▸ What the task requires
Please look for the string "outlines" below and report every line in which it occurs.

[Stored data]

+ + + +

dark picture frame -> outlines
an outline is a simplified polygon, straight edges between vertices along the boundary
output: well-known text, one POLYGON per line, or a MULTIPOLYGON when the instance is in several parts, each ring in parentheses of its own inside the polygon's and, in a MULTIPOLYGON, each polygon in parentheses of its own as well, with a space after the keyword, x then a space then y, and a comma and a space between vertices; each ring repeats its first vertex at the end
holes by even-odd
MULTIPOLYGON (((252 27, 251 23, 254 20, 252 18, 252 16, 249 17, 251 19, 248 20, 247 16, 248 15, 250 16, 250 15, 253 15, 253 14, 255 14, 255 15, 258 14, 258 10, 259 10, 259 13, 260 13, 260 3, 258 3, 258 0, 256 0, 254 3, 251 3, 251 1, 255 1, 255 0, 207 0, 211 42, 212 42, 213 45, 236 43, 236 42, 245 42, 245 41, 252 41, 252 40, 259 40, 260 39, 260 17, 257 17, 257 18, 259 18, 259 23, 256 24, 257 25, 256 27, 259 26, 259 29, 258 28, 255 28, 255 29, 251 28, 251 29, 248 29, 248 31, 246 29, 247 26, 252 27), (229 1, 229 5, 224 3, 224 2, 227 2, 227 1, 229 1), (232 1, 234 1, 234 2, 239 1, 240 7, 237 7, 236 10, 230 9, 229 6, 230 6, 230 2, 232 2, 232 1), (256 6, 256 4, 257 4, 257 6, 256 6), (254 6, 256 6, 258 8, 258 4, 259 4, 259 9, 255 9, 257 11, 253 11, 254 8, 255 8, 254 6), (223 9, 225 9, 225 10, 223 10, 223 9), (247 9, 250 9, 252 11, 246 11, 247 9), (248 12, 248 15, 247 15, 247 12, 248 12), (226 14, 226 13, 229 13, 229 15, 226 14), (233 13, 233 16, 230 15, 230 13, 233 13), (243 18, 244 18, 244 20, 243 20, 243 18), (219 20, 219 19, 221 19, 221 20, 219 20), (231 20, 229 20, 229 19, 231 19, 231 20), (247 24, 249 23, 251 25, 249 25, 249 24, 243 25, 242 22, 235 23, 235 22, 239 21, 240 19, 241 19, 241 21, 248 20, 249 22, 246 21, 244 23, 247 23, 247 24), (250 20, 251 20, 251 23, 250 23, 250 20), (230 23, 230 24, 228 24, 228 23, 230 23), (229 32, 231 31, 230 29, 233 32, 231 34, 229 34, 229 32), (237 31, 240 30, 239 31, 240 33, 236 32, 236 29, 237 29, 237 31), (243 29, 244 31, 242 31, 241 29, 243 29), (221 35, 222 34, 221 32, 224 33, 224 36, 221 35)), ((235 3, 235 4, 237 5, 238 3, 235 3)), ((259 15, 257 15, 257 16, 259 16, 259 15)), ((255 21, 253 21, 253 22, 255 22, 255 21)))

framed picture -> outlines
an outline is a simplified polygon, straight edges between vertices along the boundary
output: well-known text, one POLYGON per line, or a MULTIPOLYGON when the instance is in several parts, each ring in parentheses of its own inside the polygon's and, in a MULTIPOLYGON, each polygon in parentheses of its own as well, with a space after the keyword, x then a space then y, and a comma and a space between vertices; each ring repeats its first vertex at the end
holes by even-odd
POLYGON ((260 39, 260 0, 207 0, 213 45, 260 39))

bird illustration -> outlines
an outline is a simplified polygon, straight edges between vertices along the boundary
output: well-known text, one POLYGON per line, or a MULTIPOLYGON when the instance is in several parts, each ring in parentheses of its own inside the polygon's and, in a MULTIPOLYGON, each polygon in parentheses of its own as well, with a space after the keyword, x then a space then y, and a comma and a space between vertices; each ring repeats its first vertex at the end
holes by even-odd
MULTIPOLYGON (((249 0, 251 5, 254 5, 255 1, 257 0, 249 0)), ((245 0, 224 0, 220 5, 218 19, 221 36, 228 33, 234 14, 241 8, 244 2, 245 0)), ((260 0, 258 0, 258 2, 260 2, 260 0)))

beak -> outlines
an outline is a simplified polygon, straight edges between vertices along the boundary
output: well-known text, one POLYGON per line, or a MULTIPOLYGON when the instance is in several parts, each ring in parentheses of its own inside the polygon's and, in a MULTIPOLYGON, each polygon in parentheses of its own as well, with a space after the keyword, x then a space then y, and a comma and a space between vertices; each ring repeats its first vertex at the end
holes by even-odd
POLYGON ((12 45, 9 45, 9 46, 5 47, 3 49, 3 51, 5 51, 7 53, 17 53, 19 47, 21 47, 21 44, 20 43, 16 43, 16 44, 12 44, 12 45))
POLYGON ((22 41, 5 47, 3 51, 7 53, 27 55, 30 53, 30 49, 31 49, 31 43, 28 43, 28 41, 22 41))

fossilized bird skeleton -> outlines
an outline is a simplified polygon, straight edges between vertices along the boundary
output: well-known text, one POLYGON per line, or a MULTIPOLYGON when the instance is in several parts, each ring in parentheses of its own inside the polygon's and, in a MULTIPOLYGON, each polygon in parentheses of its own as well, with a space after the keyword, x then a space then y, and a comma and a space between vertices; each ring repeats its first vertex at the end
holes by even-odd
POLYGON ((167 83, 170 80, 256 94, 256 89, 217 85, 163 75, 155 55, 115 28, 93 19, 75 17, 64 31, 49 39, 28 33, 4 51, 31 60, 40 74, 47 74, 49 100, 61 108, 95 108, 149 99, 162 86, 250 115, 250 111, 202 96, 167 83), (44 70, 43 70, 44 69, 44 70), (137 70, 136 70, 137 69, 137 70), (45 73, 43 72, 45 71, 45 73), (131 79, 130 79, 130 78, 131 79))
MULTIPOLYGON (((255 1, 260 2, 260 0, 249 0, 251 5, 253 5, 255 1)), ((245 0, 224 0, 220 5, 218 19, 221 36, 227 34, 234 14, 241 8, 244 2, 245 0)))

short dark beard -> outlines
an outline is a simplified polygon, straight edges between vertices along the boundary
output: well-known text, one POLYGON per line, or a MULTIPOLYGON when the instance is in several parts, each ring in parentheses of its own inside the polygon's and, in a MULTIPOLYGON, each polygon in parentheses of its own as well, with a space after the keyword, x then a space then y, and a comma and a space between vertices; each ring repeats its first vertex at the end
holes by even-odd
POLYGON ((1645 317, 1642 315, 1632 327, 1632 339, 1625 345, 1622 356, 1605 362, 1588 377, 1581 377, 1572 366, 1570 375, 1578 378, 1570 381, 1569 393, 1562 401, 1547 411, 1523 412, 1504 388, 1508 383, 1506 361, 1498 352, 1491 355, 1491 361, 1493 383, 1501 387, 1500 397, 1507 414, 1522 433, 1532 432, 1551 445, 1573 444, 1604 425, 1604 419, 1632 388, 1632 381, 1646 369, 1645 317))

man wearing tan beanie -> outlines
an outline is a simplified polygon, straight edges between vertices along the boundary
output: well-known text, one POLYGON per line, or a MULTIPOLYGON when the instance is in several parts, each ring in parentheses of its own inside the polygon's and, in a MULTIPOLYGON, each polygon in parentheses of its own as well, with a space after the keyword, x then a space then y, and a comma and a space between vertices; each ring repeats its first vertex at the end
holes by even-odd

+ + + +

▸ Solution for this task
dark picture frame -> outlines
framed picture -> outlines
bird illustration -> outlines
beak -> outlines
fossilized bird skeleton -> outlines
short dark beard -> outlines
man wearing tan beanie -> outlines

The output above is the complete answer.